Text passage
====

Chapter 15

Incidents

When production is on fire. Triage, communicate, learn.

On this page

When production is on fire.


The Nature of Incidents

Production is broken. Users are affected. The pager goes off. Your heart rate spikes.

This is an incident. Not a bug to fix at your leisure. Not a task for the backlog. An emergency requiring immediate response.

How you handle incidents defines you as an engineer. Not because heroics matter, but because incidents reveal your training, your systems, and your character under pressure.


When It Hits

The alert fires. Something is wrong.

First Response

Don't panic. Panic makes you stupid. Take a breath. You've trained for this.

Assess quickly. What's the signal? What's affected? How bad is it?

Declare if needed. If it's real, say so. "We have an incident. [Brief description]. I'm investigating."

Get the right people. Who needs to know? Who can help? Don't be a hero; get help if you need it.

The First Ten Minutes

The first ten minutes set the trajectory. They're the most important.

Understand scope. How many users? Which features? Which regions?

Check the obvious. Recent deploys? Infrastructure changes? Upstream dependencies?

Communicate early. Even "we're aware and investigating" is better than silence.


Triage

Triage is battlefield medicine. Limited resources, urgent decisions, imperfect information.

The Priority Order

  1. Assess impact. Who's affected? How badly? Is it getting worse?

  2. Stabilize. Stop the bleeding. Rollback if you can. Mitigate if you can't.

  3. Communicate. Tell stakeholders what's happening. Set expectations.

  4. Diagnose. Now find the root cause.

  5. Resolve. Fix it properly.

Stabilize Before You Diagnose

This is counterintuitive but critical.

Your instinct is to understand what went wrong. To find the root cause. To fix it properly.

But users are suffering now. Every minute you spend diagnosing is a minute they're down.

Get users back to a working state first. Roll back the bad deploy. Switch to the backup. Turn off the broken feature. Mitigate.

Then, with users stable, figure out what happened.

The Rollback Decision

If a recent change caused the problem, rolling back is often the fastest fix.

Roll back if:

  • You can identify a recent change as the likely cause
  • Rolling back is low-risk
  • You can verify the rollback fixes the issue

Don't roll back if:

  • The change included data migrations that can't be undone
  • Rolling back would cause data loss or corruption
  • There are irreversible side effects (payments processed, emails sent, external state changed)
  • Rolling back would cause a different outage
  • You're not sure the change is the cause and rollback itself is risky

The principle: When in doubt, choose the fastest reversible mitigation. Rollback is often that, but not always.

Before rolling back, verify:

  • [ ] No irreversible migrations ran
  • [ ] No side effects that can't be undone
  • [ ] Rollback target is a known-good state

Communication Under Fire

Silence during an incident is terrifying. People imagine the worst. They start poking around, making things worse. They escalate unnecessarily.

Communicate constantly. Even when you don't know much.

====

Given entries
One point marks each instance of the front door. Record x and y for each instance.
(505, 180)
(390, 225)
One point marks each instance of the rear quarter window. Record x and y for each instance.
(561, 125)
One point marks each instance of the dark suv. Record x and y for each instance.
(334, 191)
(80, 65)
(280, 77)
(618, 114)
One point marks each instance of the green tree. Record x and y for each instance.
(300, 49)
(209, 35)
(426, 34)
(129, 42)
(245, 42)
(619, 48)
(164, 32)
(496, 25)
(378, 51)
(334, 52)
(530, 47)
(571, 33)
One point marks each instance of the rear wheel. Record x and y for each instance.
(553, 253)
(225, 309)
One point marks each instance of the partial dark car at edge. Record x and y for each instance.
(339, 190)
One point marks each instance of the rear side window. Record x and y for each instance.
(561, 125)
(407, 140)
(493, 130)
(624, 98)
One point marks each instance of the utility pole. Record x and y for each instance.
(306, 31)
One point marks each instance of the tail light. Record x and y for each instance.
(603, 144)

====

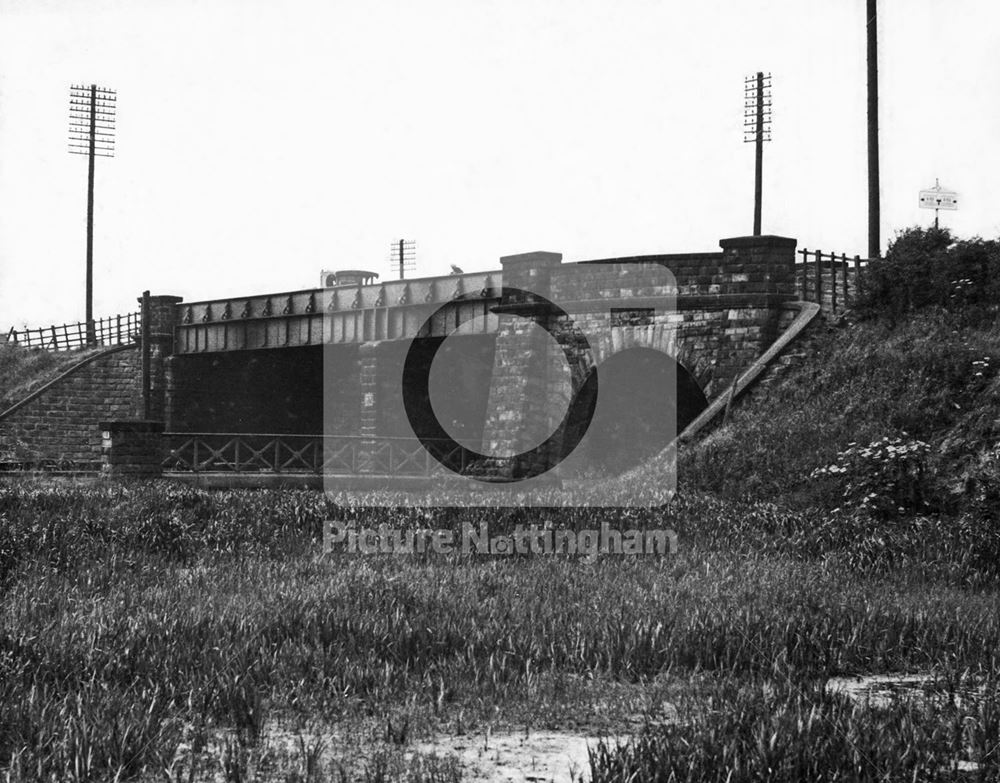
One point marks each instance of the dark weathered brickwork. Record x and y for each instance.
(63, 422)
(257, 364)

====

Problems to work on
A – In the chapter on incidents, recast the paragraph that begins "Get users back to a working state first" as a short bulleted list that keeps its main points.
B – Pick up the chapter on incidents after its last sentence and keep writing.

Answers to the exercise
A –
- Restore users to a working state first.
- Roll back the bad deploy.
- Switch to the backup.
- Turn off the broken feature.
- Mitigate.

B –
What to Communicate

To your team:

  • What we know
  • What we're doing
  • What we need help with
  • When we'll update next

To stakeholders:

  • Impact: who's affected, how badly
  • Status: what we're doing about it
  • Timeline: when we expect updates, resolution
  • Actions: what they should tell customers, if anything

To users (if applicable):

  • Acknowledgment: we know there's a problem
  • Impact: what's affected
  • Timeline: when we expect it fixed
  • Updates: where to watch for news

How to Communicate

Be clear. No jargon. No ambiguity. Say exactly what you mean.

Be brief. People are stressed. Get to the point. Details later.

Be honest. If you don't know, say so. "We're investigating" is fine. Speculation is not.

Update regularly. Every 15-30 minutes during active incidents. Even if nothing has changed, "Still investigating, no new information" is an update. (See Incident Update template.)

Document as you go. You'll need this for the post-mortem. Write down what you did and when.

The Status Page

If you have one, use it. If you don't, get one.

A status page gives users one place to look. It reduces support load. It builds trust.


Roles During Incidents

Large incidents need coordination. Define roles.

Incident Commander

Owns the incident. Makes decisions. Coordinates response. Doesn't necessarily do the technical work.

Responsibilities:

  • Maintain situational awareness
  • Assign tasks
  • Make decisions when consensus isn't possible
  • Manage communication cadence
  • Declare when incident is over

Technical Lead

Owns the diagnosis and fix. Does or directs the technical work.

Responsibilities:

  • Investigate root cause
  • Determine fix
  • Implement or delegate implementation
  • Verify fix works

Communications Lead

Owns stakeholder communication. Keeps everyone informed.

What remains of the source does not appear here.